- Written task: Transcribe the listing verbatim. Do not carry over any pictures.

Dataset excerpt
▬▬▬▬▬▬▬▬▬▬

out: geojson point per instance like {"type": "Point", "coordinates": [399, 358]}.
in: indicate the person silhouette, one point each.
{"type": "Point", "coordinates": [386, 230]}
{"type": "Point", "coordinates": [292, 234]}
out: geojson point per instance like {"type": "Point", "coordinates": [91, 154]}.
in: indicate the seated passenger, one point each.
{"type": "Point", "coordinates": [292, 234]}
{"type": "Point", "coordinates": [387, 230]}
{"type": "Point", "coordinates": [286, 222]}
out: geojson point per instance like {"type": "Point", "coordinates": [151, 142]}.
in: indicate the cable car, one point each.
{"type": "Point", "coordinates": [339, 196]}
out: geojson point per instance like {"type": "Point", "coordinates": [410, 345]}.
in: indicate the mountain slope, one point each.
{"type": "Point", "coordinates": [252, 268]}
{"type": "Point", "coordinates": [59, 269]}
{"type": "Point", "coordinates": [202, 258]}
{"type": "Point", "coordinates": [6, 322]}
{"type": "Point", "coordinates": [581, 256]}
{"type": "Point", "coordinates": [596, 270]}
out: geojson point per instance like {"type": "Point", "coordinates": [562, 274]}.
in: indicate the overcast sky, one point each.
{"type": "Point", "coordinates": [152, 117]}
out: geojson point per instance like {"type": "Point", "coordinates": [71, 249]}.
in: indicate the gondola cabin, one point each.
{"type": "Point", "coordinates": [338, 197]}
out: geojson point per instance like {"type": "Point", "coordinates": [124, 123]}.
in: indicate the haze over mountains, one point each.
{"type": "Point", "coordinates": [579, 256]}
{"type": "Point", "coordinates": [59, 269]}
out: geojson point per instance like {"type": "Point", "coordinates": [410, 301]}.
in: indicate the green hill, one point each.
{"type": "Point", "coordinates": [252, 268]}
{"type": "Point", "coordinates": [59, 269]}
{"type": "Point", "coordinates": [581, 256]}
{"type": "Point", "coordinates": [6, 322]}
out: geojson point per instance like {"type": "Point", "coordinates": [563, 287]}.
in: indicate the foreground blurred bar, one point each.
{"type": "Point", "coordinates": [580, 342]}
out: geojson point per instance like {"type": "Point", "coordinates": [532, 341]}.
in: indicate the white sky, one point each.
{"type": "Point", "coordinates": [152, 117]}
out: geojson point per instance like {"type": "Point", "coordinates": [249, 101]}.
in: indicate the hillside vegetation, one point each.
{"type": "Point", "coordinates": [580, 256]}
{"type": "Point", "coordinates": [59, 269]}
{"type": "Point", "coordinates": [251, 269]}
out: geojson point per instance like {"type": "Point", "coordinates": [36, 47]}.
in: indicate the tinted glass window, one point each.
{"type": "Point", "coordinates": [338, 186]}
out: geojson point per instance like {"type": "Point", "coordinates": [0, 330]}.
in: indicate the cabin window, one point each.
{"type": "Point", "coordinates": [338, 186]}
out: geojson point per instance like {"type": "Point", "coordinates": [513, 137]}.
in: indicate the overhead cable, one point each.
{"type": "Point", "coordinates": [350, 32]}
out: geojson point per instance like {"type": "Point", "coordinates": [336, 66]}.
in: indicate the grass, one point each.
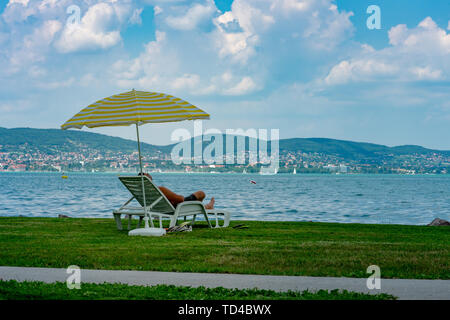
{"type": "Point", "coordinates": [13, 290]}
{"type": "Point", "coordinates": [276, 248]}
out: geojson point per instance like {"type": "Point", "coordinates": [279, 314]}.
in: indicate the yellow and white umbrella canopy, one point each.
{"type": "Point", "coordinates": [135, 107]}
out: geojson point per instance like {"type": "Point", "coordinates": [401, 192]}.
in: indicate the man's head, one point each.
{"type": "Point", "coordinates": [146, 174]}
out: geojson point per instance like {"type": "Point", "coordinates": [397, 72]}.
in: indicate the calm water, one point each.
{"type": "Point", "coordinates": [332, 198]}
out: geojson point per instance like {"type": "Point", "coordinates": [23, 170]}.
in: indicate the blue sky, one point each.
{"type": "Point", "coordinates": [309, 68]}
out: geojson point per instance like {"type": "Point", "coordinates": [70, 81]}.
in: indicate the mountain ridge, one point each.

▬▬▬▬▬▬▬▬▬▬

- Solution for this exercise:
out: geojson point per instance like {"type": "Point", "coordinates": [399, 358]}.
in: indicate the person silhouette, one point each.
{"type": "Point", "coordinates": [386, 230]}
{"type": "Point", "coordinates": [292, 234]}
out: geojson point per instance like {"type": "Point", "coordinates": [91, 154]}.
in: indicate the seated passenger, one point each.
{"type": "Point", "coordinates": [292, 234]}
{"type": "Point", "coordinates": [387, 230]}
{"type": "Point", "coordinates": [286, 222]}
out: geojson point per instance like {"type": "Point", "coordinates": [151, 142]}.
in: indicate the cable car, one point each.
{"type": "Point", "coordinates": [339, 196]}
out: geojson point per instance like {"type": "Point", "coordinates": [410, 345]}.
in: indicate the mountain slope, one point each.
{"type": "Point", "coordinates": [252, 268]}
{"type": "Point", "coordinates": [59, 269]}
{"type": "Point", "coordinates": [202, 258]}
{"type": "Point", "coordinates": [6, 322]}
{"type": "Point", "coordinates": [581, 256]}
{"type": "Point", "coordinates": [596, 270]}
out: geojson point per instance like {"type": "Point", "coordinates": [562, 274]}.
in: indicate the overcast sky, one point each.
{"type": "Point", "coordinates": [152, 117]}
out: geojson point per instance like {"type": "Point", "coordinates": [71, 249]}.
in: indicate the gondola cabin, one point each.
{"type": "Point", "coordinates": [338, 197]}
out: geojson point per instance like {"type": "Point", "coordinates": [124, 123]}.
in: indicate the haze over mountains, one point each.
{"type": "Point", "coordinates": [579, 256]}
{"type": "Point", "coordinates": [59, 269]}
out: geojson point per instance like {"type": "Point", "coordinates": [410, 301]}.
in: indicate the green hill, one point each.
{"type": "Point", "coordinates": [252, 268]}
{"type": "Point", "coordinates": [59, 269]}
{"type": "Point", "coordinates": [581, 256]}
{"type": "Point", "coordinates": [6, 322]}
out: geojson point per instance like {"type": "Point", "coordinates": [563, 287]}.
in: indicate the foreground blurred bar, one point each.
{"type": "Point", "coordinates": [580, 342]}
out: geojson point per instance like {"type": "Point", "coordinates": [532, 341]}.
in: indicate the white sky, one point each.
{"type": "Point", "coordinates": [152, 117]}
out: geojson point per instance like {"type": "Point", "coordinates": [249, 101]}.
in: indicate the hillside vegetation, one point each.
{"type": "Point", "coordinates": [580, 256]}
{"type": "Point", "coordinates": [59, 269]}
{"type": "Point", "coordinates": [251, 269]}
out: geojson point per instance like {"type": "Point", "coordinates": [36, 47]}.
in: indicate the tinted glass window, one point each.
{"type": "Point", "coordinates": [338, 186]}
out: geojson point per instance like {"type": "Point", "coordinates": [0, 330]}.
in: indicate the cabin window, one point each.
{"type": "Point", "coordinates": [338, 186]}
out: geojson point per instance like {"type": "Point", "coordinates": [513, 137]}.
in: indicate the overhead cable, one point each.
{"type": "Point", "coordinates": [350, 32]}
out: geojson point per instance like {"type": "Point", "coordinates": [336, 66]}.
in: indicate the grass, one point each.
{"type": "Point", "coordinates": [13, 290]}
{"type": "Point", "coordinates": [276, 248]}
out: geojson point per instance like {"type": "Point", "coordinates": [279, 314]}.
in: indicate the yellow and white umbrella canopy, one point each.
{"type": "Point", "coordinates": [135, 107]}
out: geojson point per instance like {"type": "Point", "coordinates": [401, 192]}.
in: indicate the man's head, one point each.
{"type": "Point", "coordinates": [146, 174]}
out: geojson point per instance like {"type": "Point", "coordinates": [397, 72]}.
in: indicate the calm water, one point each.
{"type": "Point", "coordinates": [332, 198]}
out: geojson point per instance like {"type": "Point", "coordinates": [23, 170]}.
in: indicate the blue sky, one point each.
{"type": "Point", "coordinates": [309, 68]}
out: geojson point per instance like {"type": "Point", "coordinates": [70, 81]}.
in: indicate the mountain ridge, one point each.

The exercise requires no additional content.